(Pointing dataset excerpts)
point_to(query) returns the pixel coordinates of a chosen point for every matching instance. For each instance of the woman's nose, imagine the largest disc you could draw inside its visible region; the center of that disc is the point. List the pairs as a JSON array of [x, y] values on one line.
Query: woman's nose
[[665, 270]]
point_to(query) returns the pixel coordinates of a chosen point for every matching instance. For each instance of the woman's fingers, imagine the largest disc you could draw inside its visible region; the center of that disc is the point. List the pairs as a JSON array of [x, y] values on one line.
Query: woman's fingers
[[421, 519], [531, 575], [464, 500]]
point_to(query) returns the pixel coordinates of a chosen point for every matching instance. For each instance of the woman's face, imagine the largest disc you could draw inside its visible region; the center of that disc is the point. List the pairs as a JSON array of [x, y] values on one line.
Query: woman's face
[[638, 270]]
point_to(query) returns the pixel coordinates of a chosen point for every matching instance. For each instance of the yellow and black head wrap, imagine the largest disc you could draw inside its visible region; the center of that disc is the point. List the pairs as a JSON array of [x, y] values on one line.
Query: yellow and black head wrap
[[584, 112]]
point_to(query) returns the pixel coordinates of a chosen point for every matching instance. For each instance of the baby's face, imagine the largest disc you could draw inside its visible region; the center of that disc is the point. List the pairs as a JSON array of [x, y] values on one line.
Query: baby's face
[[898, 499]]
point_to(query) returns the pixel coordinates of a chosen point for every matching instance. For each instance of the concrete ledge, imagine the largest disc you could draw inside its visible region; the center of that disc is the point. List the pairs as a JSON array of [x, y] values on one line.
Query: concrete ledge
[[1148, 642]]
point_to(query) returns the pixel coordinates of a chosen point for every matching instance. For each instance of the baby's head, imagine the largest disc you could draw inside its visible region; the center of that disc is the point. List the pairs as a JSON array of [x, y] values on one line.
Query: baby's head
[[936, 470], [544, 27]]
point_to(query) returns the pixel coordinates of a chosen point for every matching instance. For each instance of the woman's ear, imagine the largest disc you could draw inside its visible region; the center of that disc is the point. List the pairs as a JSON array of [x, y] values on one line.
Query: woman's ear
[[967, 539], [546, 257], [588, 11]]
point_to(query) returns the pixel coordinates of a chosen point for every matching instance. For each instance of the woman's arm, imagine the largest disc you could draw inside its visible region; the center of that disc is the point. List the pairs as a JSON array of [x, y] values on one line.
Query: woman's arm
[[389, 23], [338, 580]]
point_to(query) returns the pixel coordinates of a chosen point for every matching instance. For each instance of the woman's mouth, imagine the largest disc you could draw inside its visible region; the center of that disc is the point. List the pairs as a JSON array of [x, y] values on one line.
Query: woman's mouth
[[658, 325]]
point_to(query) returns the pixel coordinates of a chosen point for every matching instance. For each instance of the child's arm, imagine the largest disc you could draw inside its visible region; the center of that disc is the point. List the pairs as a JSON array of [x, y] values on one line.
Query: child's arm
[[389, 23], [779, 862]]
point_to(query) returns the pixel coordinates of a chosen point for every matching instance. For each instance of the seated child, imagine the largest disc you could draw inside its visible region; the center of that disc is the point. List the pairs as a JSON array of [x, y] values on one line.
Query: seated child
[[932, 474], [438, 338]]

- [DIRECTIVE]: Reproduce all of the records above word for word, line by line, without changing anything.

- [ANSWER TO THE EXERCISE]:
point_to(query) returns the pixel coordinates of a chosen point for every matching instance. For each instance of the woman's nose, imagine the largest disc you could draw inside its visible region; the center of that disc is the point. List the pairs as a JSON array of [x, y] values on one line.
Query: woman's nose
[[665, 270]]
point_to(query) returns the pixel coordinates of a chosen point for every matching instance. For each instance of the woman's fingers, imagine the largest disc you could draw inside its visible region; the center of that disc is the point. List the pairs as a JSON array of [x, y] values on one line.
Query: woman's fingers
[[421, 519], [531, 575], [464, 500]]
point_to(query) returns the pixel coordinates of a chosen point for every matching instance. For each instance of the woman's face, imagine the largest disc you could draw inside its visible region; the center of that disc is the point. List the pairs as a JSON array of [x, y] values on one line.
Query: woman's face
[[638, 270]]
point_to(query) returns the pixel coordinates of a chosen point for every matching instance. For each instance of the yellow and black head wrap, imagine the largest disc you could draw inside its visible region; the center of that disc is the point. List the pairs as a JSON array of [x, y] values on one line.
Query: yellow and black head wrap
[[584, 112]]
point_to(query) returns the pixel coordinates of a chosen point for every matching instance. For each instance of the baby's face, imagine the largest disc you could draw inside its visible region; the center of that disc is the point. List the pairs as a JSON array of [x, y] values on one line.
Query: baby's face
[[898, 499]]
point_to(query) returns the pixel coordinates of a chosen point for every matching instance. For each instance of the concrete ledge, imagine the largest disc you could draw inside its visible region; the center of that disc is the point. List the pairs as a JSON array of [x, y] values on one line.
Query: concrete ledge
[[1148, 642]]
point_to(query) returns the pixel coordinates of a chosen point for every matching instance. For each instance of the baby's head, imagine the largest disc you could draw inside its visible region; the center of that disc is the point. List the pairs as a JSON array of [x, y] values on one line.
Query: baby's head
[[936, 470], [544, 27]]
point_to(query) returns the pixel coordinates of a chosen point for every matching instance. For each instance of the woman's ear, imagine the largest disc you could draw inside its visible region; the center of that disc is the point. List the pairs as a JSON array of [x, y] values on one line.
Query: woman's ear
[[967, 539], [546, 257], [588, 11]]
point_to(query) returns the pixel coordinates of a chosen point for every matching instance. For each instance of the woman's arm, imagine the largest disc you could draw inside its visible region; the center of that disc is the point. List the pairs as a JSON array of [x, y] values on one line.
Query: woman's arm
[[389, 23], [338, 580]]
point_to(query) returns the pixel coordinates of a chosen point for every matching instance. For each instance of the woman's mouth, imagine the largest disc you could draw inside its visible region; the center of that disc is the point. List the pairs as a JSON array of [x, y] values on one line.
Query: woman's mouth
[[658, 325]]
point_to(query) returns the pixel coordinates of a chosen point for every matching instance. For each instance of the child's arm, imagine the largest disc you could draw inside its visible region; the center of that disc is the point. List the pairs as a JSON array of [x, y] values on one line.
Query: child's arm
[[389, 23], [779, 862]]
point_to(query) returns the pixel coordinates of a chosen point for every matching instance. For each instance of the seated child, imagine the largest disc you could draw inside its visible region; the center of that disc is the point. List the pairs as a JSON array of [x, y] values on one line.
Query: seated child
[[932, 474], [438, 338]]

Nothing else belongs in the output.